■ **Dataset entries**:
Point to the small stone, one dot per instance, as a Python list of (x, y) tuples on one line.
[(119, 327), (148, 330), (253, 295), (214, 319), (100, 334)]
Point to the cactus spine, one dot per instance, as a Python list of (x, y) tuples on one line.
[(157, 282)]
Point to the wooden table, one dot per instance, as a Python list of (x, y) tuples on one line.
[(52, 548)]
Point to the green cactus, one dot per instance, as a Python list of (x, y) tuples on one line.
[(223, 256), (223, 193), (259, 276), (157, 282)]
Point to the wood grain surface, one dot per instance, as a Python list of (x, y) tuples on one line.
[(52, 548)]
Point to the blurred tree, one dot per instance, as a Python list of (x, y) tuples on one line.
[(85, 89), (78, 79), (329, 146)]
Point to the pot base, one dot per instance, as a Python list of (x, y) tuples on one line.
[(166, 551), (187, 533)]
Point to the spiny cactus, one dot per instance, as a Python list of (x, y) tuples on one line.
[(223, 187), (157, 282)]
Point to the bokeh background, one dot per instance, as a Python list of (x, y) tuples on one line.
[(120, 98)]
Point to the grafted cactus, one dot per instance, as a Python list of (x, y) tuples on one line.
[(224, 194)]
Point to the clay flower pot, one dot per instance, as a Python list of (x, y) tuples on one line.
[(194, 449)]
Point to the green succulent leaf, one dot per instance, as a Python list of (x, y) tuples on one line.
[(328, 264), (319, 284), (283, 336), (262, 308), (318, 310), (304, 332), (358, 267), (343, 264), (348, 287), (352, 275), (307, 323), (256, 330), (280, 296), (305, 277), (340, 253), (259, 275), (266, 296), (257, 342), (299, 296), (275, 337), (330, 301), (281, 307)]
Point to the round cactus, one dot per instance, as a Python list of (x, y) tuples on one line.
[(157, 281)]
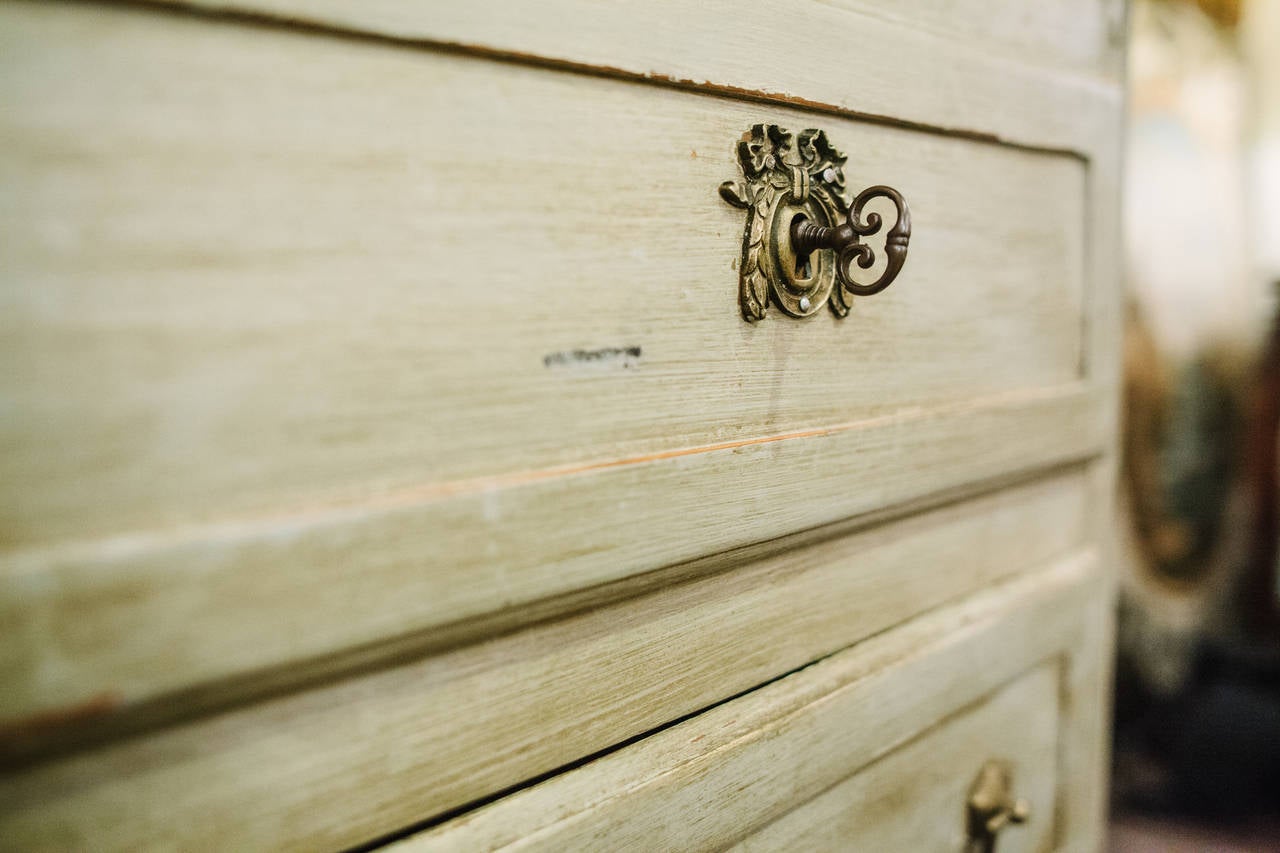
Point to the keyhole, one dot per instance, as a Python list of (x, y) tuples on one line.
[(804, 269)]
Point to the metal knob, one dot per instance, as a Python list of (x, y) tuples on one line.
[(848, 241), (991, 807), (803, 236)]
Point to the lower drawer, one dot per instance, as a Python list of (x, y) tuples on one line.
[(912, 798), (873, 748)]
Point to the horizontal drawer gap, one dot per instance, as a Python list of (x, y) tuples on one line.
[(261, 18), (53, 735), (123, 546)]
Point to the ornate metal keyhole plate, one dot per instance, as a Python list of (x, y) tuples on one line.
[(803, 236)]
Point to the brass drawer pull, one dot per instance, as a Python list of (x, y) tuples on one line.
[(801, 237), (992, 807)]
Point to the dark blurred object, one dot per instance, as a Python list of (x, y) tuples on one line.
[(1260, 606), (1206, 744)]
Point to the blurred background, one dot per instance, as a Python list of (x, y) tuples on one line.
[(1197, 717)]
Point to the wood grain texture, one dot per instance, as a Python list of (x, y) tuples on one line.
[(972, 65), (242, 386), (720, 776), (214, 309), (913, 798), (149, 615), (396, 747)]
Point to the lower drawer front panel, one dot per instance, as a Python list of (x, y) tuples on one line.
[(293, 336), (881, 742), (914, 798)]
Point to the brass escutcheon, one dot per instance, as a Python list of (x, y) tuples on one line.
[(803, 236)]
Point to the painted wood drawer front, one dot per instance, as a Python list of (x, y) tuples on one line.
[(869, 749), (365, 755), (314, 343)]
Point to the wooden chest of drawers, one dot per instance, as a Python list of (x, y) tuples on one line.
[(388, 457)]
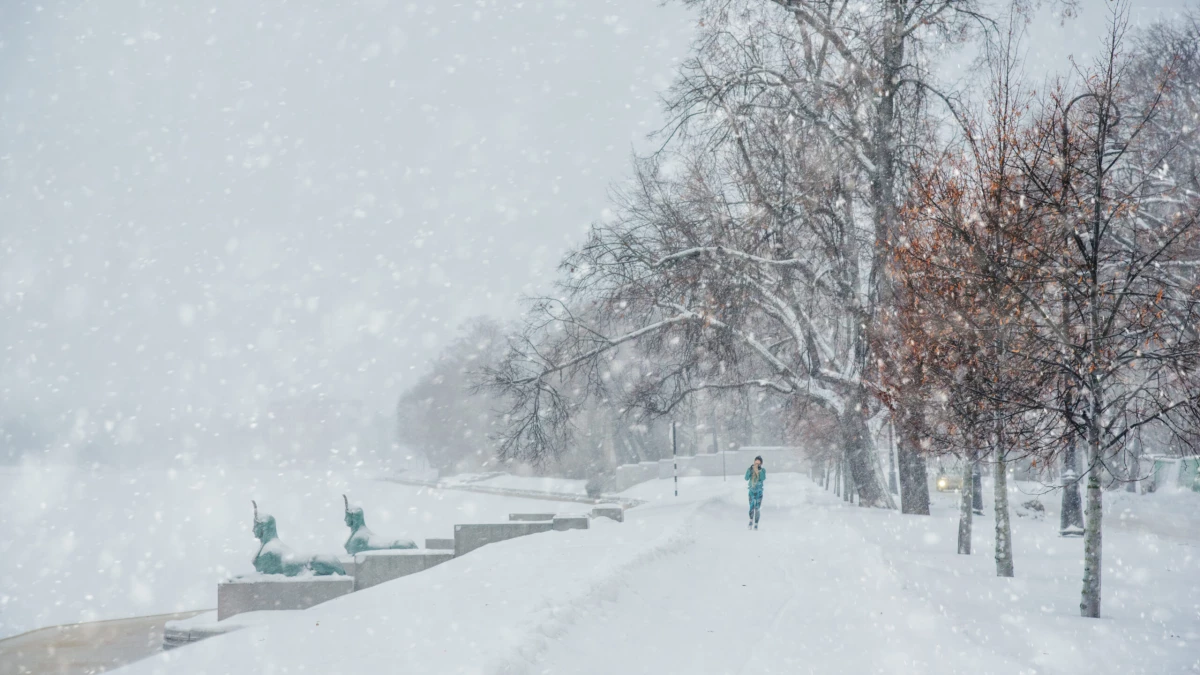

■ **DIRECTIONS**:
Please write out all the records again with "one dot per instance" changed to "one point per object" and nothing else altered, leaving out the pictures.

■ **SOLVED PROBLEM**:
Point to the small stone, one point per object, as a Python list of (x, y) tuples on one line.
[(119, 327), (148, 330), (253, 295), (214, 319), (100, 334)]
Point to the cactus spine, one point per object, as a Python list of (x, y) tuples on one line.
[(157, 282)]
Point to the wooden table, one point per object, as a Python list of (x, y) tuples on one line.
[(52, 548)]
Point to the green cactus, one point per object, as a Python list of (x, y) tuples on one line.
[(223, 256), (223, 193), (259, 276), (157, 282)]
Point to the wood grain surface, one point per object, as a Python list of (x, y) tuples on one line.
[(52, 548)]
Point to the blurred tree, one point per object, as a Python list of (x, y) tuples on one line.
[(85, 89), (78, 79), (329, 146)]
Point to the pot base, one point per object, as a Python list of (x, y) tuples on one line.
[(166, 551), (187, 533)]
Point to the spiny cactus, one point per object, as a Python list of (x, y) tuples on one line.
[(223, 187), (157, 282)]
Point to the bokeh background, one point per object, as a Python list of (x, y) tuples on one line.
[(120, 98)]
Point to the grafted cactus, one point per object, as a Python list of (x, y) tuples on one line.
[(224, 194)]
Point to the clay flower pot, one point per object, as a Python list of (x, y) tuples on one line.
[(194, 449)]
Point to the green succulent leaf, one point per object, as a Python list of (x, y) tuples on one line.
[(328, 264), (319, 284), (283, 336), (262, 308), (318, 310), (304, 332), (358, 267), (343, 264), (348, 287), (352, 275), (307, 323), (256, 330), (280, 296), (305, 277), (340, 253), (259, 275), (266, 296), (257, 342), (299, 296), (275, 337), (330, 301), (281, 307)]
Point to the round cactus, one point per object, as a Python list of (x, y) tuples on one line.
[(157, 281)]
Point to the keyhole, one point per object, as a Python list of (x, y) tuples on one line.
[(804, 269)]
Point to the metal knob, one point per object, as a Python list of (x, y) tuples on one line.
[(848, 241), (991, 807), (803, 236)]
Point to the lower drawer, one point per object, as a Python list of (x, y) tuples on one line.
[(912, 798), (873, 748)]
Point to the horizontal drawer gap, one point per object, as a Python list of (x, y) tuples on one line.
[(261, 18), (53, 735), (123, 546)]
Point to the ornate metal keyhole plate, one point per object, as a Python list of (x, y) tuples on one line.
[(803, 236)]
Point to the brass drawer pull, one point per object, as a Python list of (x, y) tuples on one line.
[(801, 237), (992, 807)]
Point to the dark blurred object, one point per object, as a Python list of (x, y) tuples on one line.
[(1260, 606), (1206, 744)]
Point to the blurred background, one point per object, as a Python list of (x, y) tuples on one line.
[(1197, 717)]
Point to the wood grain texture, one point per object, as a Python list of (x, y) tuples on one line.
[(972, 65), (242, 386), (720, 776), (214, 309), (913, 798), (149, 615), (396, 747)]
Point to the lower drawer front panel, one point per object, as a Python list of (x, y) tuples on one line.
[(293, 336), (881, 742), (914, 798)]
Point to the brass escutcheon, one point per object, as a Python list of (x, y) tuples on one line.
[(803, 236)]
Point to the painted wood drawer front, one point per object, as a Python list of (x, y) tuples on one line.
[(869, 749), (365, 755), (314, 343)]
Point to the wooden chest of drawers, one point per object, as a Python list of (x, y) tuples on one line.
[(388, 457)]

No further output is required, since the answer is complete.